> [Objective]:
Copy the material below line for line, without changing anything, and leave the pictures out of your copy.

> [Provided data]:
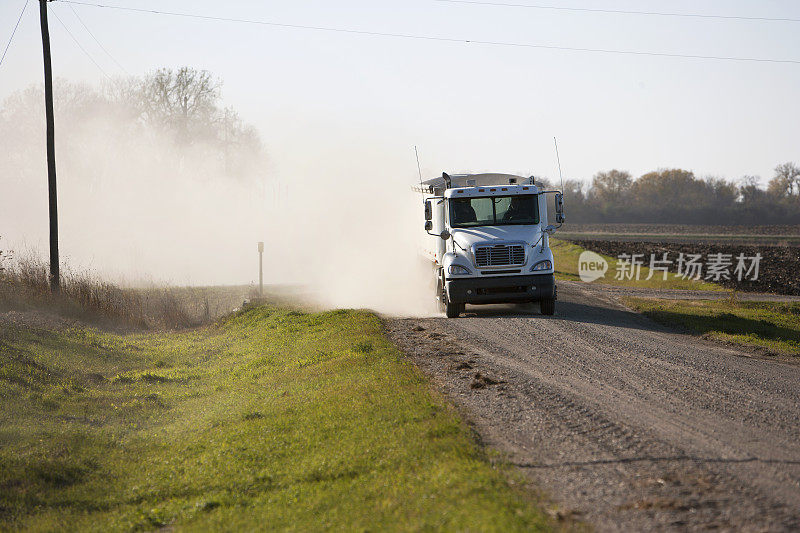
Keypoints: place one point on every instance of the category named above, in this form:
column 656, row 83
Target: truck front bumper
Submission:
column 501, row 289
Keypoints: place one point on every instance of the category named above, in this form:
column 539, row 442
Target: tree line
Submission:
column 678, row 196
column 175, row 109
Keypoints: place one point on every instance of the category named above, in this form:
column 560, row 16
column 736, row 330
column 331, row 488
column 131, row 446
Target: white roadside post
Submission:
column 261, row 269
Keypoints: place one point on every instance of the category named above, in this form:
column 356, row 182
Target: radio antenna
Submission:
column 559, row 166
column 418, row 168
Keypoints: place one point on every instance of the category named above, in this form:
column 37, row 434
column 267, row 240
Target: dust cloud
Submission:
column 138, row 209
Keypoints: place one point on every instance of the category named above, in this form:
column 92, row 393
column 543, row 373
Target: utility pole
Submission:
column 55, row 278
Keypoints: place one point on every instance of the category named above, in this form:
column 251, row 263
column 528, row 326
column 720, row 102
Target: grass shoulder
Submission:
column 566, row 257
column 770, row 326
column 272, row 418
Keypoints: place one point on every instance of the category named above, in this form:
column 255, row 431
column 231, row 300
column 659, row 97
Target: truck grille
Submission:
column 500, row 255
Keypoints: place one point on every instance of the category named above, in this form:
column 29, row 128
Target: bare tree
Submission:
column 786, row 182
column 611, row 187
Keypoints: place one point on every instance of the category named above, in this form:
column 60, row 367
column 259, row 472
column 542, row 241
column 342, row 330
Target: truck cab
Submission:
column 488, row 240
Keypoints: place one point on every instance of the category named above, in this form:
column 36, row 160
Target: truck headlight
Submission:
column 542, row 265
column 458, row 270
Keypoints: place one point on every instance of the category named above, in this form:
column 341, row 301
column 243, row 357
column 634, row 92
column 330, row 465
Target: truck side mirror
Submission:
column 560, row 208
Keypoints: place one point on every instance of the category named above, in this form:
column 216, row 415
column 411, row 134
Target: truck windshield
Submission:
column 494, row 211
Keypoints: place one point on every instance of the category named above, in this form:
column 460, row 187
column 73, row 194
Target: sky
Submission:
column 341, row 112
column 317, row 96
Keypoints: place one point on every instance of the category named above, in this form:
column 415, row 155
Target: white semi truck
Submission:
column 489, row 240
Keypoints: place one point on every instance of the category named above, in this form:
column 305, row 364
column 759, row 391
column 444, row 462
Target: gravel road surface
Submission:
column 626, row 424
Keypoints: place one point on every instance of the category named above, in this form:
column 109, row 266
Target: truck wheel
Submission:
column 450, row 309
column 548, row 306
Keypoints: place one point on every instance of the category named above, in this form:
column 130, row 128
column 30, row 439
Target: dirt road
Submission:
column 626, row 424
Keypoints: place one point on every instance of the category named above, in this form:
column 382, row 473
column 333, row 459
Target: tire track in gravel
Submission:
column 626, row 423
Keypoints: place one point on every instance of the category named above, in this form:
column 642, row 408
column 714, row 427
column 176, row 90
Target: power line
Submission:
column 97, row 41
column 79, row 45
column 13, row 32
column 438, row 38
column 619, row 11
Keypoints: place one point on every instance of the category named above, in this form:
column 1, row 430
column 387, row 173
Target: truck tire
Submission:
column 450, row 309
column 548, row 306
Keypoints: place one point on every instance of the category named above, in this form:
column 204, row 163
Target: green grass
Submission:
column 271, row 419
column 566, row 257
column 774, row 327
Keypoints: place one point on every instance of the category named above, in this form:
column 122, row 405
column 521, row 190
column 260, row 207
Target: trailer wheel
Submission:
column 548, row 306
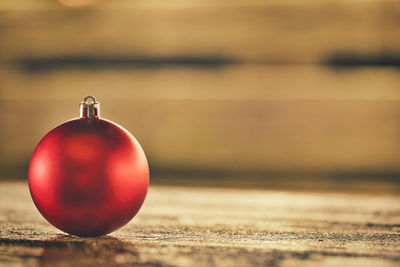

> [Output]:
Keypoints: place one point on every instance of the category named above, in this form:
column 656, row 83
Target: truck front bumper
Submission:
column 501, row 289
Keypoints: place one point on every instance of the category named above, in this form:
column 539, row 442
Target: tree line
Submission:
column 678, row 196
column 175, row 109
Keypoints: place one point on every instance of the category named above, in this form:
column 560, row 16
column 736, row 330
column 331, row 488
column 131, row 446
Target: white roadside post
Submission:
column 261, row 269
Keypoints: place one point on every instance of the category named above, in this form:
column 356, row 182
Target: radio antenna
Submission:
column 559, row 166
column 418, row 168
Keypoints: place one point on every instance of the category named above, in this form:
column 37, row 434
column 267, row 240
Target: dust cloud
Submission:
column 138, row 209
Keypoints: place one point on every instance of the category named above, in this form:
column 92, row 393
column 543, row 373
Target: utility pole
Submission:
column 55, row 278
Keypoints: place one point on every instance of the category named above, in this form:
column 251, row 263
column 528, row 326
column 720, row 102
Target: grass shoulder
Submission:
column 566, row 257
column 770, row 326
column 272, row 418
Keypoints: place one point on every instance of the category named above, in this form:
column 255, row 431
column 231, row 300
column 659, row 97
Target: truck grille
Submission:
column 500, row 255
Keypoints: place one point on every instance of the category named above, in this form:
column 29, row 128
Target: bare tree
Submission:
column 786, row 182
column 611, row 187
Keypoints: place one point on every instance of the category named above, in this form:
column 60, row 367
column 259, row 472
column 542, row 241
column 342, row 330
Target: truck cab
Submission:
column 488, row 240
Keypoints: place one point on every instance of the category named above, in this form:
column 36, row 160
Target: truck headlight
Submission:
column 542, row 265
column 458, row 270
Keypoints: place one point on every instance of the category named above, in this form:
column 341, row 301
column 243, row 357
column 634, row 92
column 330, row 465
Target: truck side mirror
Submission:
column 560, row 208
Keypoints: place one point on every instance of the category named above, in this form:
column 216, row 415
column 411, row 134
Target: truck windshield
Submission:
column 494, row 211
Keypoints: place one point on every instance of the category named above, in this form:
column 460, row 187
column 73, row 194
Target: sky
Submission:
column 341, row 112
column 317, row 96
Keypoints: place one point on every instance of the category named above, in this form:
column 415, row 155
Target: white semi truck
Submission:
column 489, row 240
Keypoints: place one point on every instance of the category named above, in this form:
column 305, row 364
column 759, row 391
column 444, row 462
Target: gravel road surface
Submission:
column 626, row 424
Keypoints: place one point on every instance of the category named above, in this form:
column 109, row 266
Target: truck wheel
Submission:
column 450, row 309
column 548, row 306
Keypoints: place one point on every instance of the category named above, in this form:
column 130, row 128
column 30, row 439
Target: dirt road
Submission:
column 626, row 424
Keypoints: place one point on every instance of the category named above, in this form:
column 382, row 473
column 333, row 459
Target: tire track in gravel
Submission:
column 626, row 423
Keypoints: place one point on every instance of the category named above, in this form:
column 642, row 408
column 714, row 427
column 176, row 90
Target: power line
Submission:
column 97, row 41
column 79, row 45
column 13, row 32
column 438, row 38
column 619, row 11
Keypoints: place one point on every instance of the category named above, in this form:
column 1, row 430
column 387, row 173
Target: truck tire
Submission:
column 450, row 309
column 548, row 306
Keypoints: place one point on every instance of the category named above, in this form:
column 204, row 163
Target: green grass
Submission:
column 271, row 419
column 566, row 257
column 774, row 327
Keypoints: place one point on every instance of the category named above, in this form:
column 122, row 405
column 521, row 190
column 260, row 207
Target: trailer wheel
Submission:
column 548, row 306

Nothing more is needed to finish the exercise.